[Reading text]:
|---|
A) Vessels that were used for cooking through fire without liquid, such as barbeque grills, roasting spits, broiler grills and pans, sheet pans or baking pans, must be koshered through fire. This is to say that they must be heated to very high temperatures. This method is called liboon kasheh – severe heating. The vessel must become red hot and emit sparks or it must become so hot that its outer surface peels off.
B) Vessels that were used for frying or for roasting with oil, such as frying pans, turkey roasters etc. should be koshered through fire of a lesser temperature. This is called liboon kal-light heating. Nonetheless, this is still very high heat. The vessel must be heated to the point that if a piece of straw or cord would be placed on the other side of the wall being applied with fire, the straw or cord would catch fire. However, even though, optimally, they should be koshered through liboon kal-light heating, nonetheless, according to some opinions, if they were already koshered through immersion in boiling water, this is sufficient. Furthermore, according to some opinions, an electric frying pan which is constructed in such a way that liboon kal would ruin it, may be koshered, in the first place, through being immersed in boiling water that is upon the fire.
C) Vessels that absorbed a non-kosher substance or an admixture of meat and milk through boiling in water or any other liquid, such as soup or consommé pots, sauce and gravy pans, stewing pots etc. must be koshered through full immersion in water that has reached a boil and which is still set upon the fire. Optimally, the water should be at a rolling boil. However, as long as the vessels are koshered in water that is boiling, even if it is not at a rolling boil, this is sufficient.
D) Vessels that absorbed a non-kosher substance or an admixture of meat and milk by being poured onto from a pot that had been on the fire, such as metal serving bowls for soups and stews, metal gravy serving cups, serving trays etc. may be koshered by pouring boiling water directly from a pot on the fire.
|---|
[Set exercise A]:
Retype the part of the koshering text between "C) Vessels that" and "boil, this is sufficient.", inclusive.
[Set exercise B]:
In the koshering text, what is the method of severe heating called?
[Set exercise C]:
Condense the paragraph of the koshering text that begins "Vessels that were used for cooking through fire without liquid" while keeping its main facts.

[Data extract]:
|---|
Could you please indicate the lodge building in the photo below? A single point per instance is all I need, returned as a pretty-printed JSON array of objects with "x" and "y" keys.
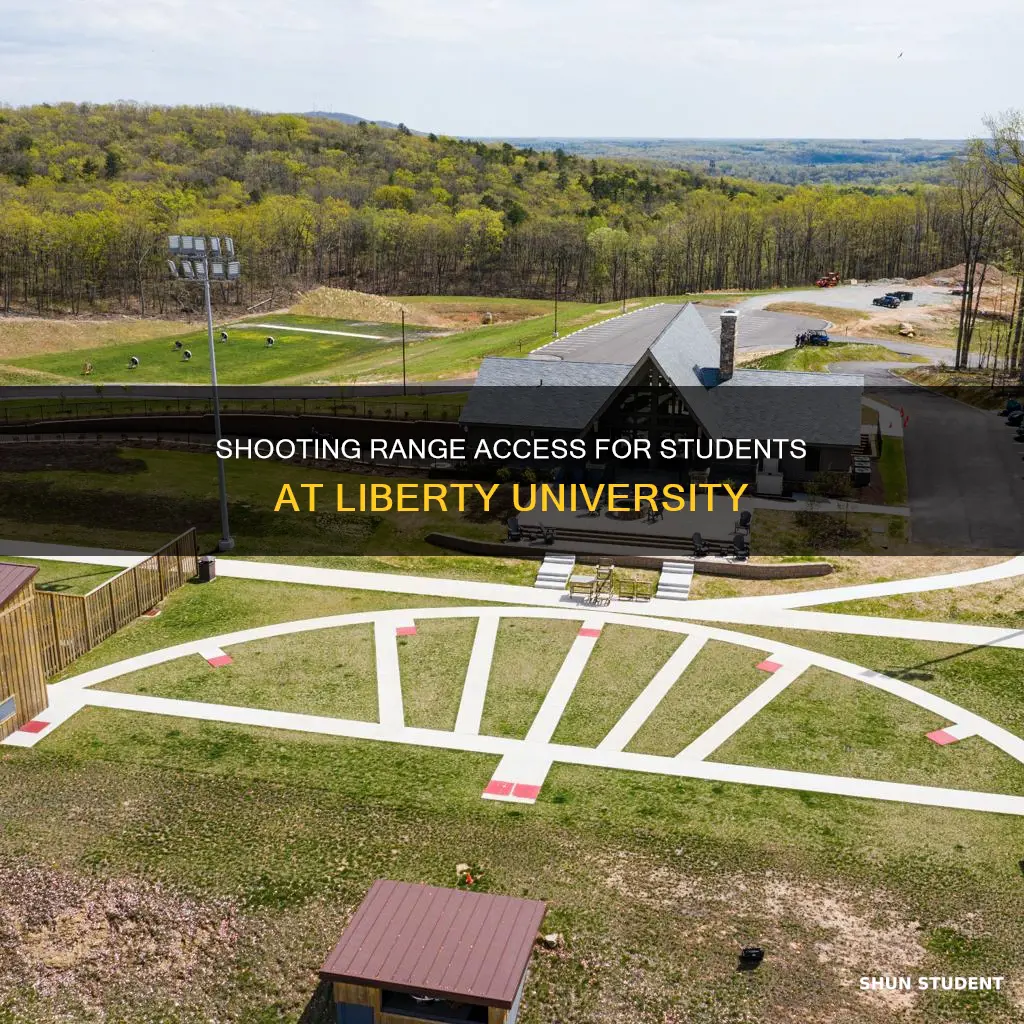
[{"x": 683, "y": 383}]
|---|
[Written solution A]:
C) Vessels that absorbed a non-kosher substance or an admixture of meat and milk through boiling in water or any other liquid, such as soup or consommé pots, sauce and gravy pans, stewing pots etc. must be koshered through full immersion in water that has reached a boil and which is still set upon the fire. Optimally, the water should be at a rolling boil. However, as long as the vessels are koshered in water that is boiling, even if it is not at a rolling boil, this is sufficient.

[Written solution B]:
Liboon kasheh

[Written solution C]:
Vessels used for cooking through fire without liquid, such as barbeque grills, roasting spits, broiler grills and pans, sheet pans or baking pans, must be koshered through fire by severe heating (liboon kasheh). The vessel must become red hot and emit sparks, or get so hot that its outer surface peels off.